* [Что требуется] Замените «вездеход» на «грузовик» и приведите фрагмент статьи о Геннадии Прашкевиче от «Опасность полевой вулканологии» до «понял — это видение.».

* [Фрагмент текста]
*-*-*
«Я пешком исходил все Курилы»

Писатель-фантаст Геннадий Прашкевич – о том, как работать геологом и выживать на необитаемых островах
Геннадий Прашкевич проработал вулканологом на Курилах восемь лет. Здесь он написал свои первые произведения. Знаменитый фантаст и биограф Стругацких, Лема и Бредбери рассказывает, как чуть было не погиб на вулкане, взрывал бочки с горючим, чтобы его заметили с проходящего судна, и ел моллюсков, которые жалобно скрипели в желудке.
О работе
«Сахалинский комплексный институт был замечательный. В нём было много лабораторий: геологические, вулканологические, геофизические, даже биологические. Некоторые старые сотрудники работали ещё с 1946 года, когда только-только освободили остров от японцев. Надо было всё начинать сначала. Прекрасная библиотека, умелые, знающие люди — мир был другой. Он не упирался в книжные разговоры на кухнях. Нужно было жить. Если тебя высадили на необитаемом острове, ты должен был выжить», — рассказывает Прашкевич.

Опасность полевой вулканологии заключалась в прохождении специальных «маршрутов». Учёные жили прямо на необитаемых островах и исследовали многочисленные вулканы — действующие и потухшие. Обратно на Сахалин они возвращались с 30-килограммовыми рюкзаками, набитыми образцами вулканических пород.
Переохлаждение было такое, что я явственно помню, как на нас выкатывается вездеход, фарами светит. Я пытался вскочить, но потом уже понял — это видение.
*-*-*
* [Собранные материалы]
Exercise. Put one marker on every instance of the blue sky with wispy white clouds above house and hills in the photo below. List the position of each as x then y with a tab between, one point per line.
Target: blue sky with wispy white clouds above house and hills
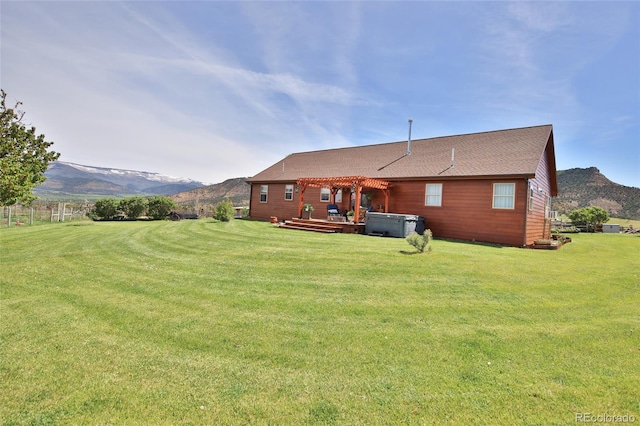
*-*-*
* [Ваше решение]
Опасность полевой вулканологии заключалась в прохождении специальных «маршрутов». Учёные жили прямо на необитаемых островах и исследовали многочисленные вулканы — действующие и потухшие. Обратно на Сахалин они возвращались с 30-килограммовыми рюкзаками, набитыми образцами вулканических пород.
Переохлаждение было такое, что я явственно помню, как на нас выкатывается грузовик, фарами светит. Я пытался вскочить, но потом уже понял — это видение.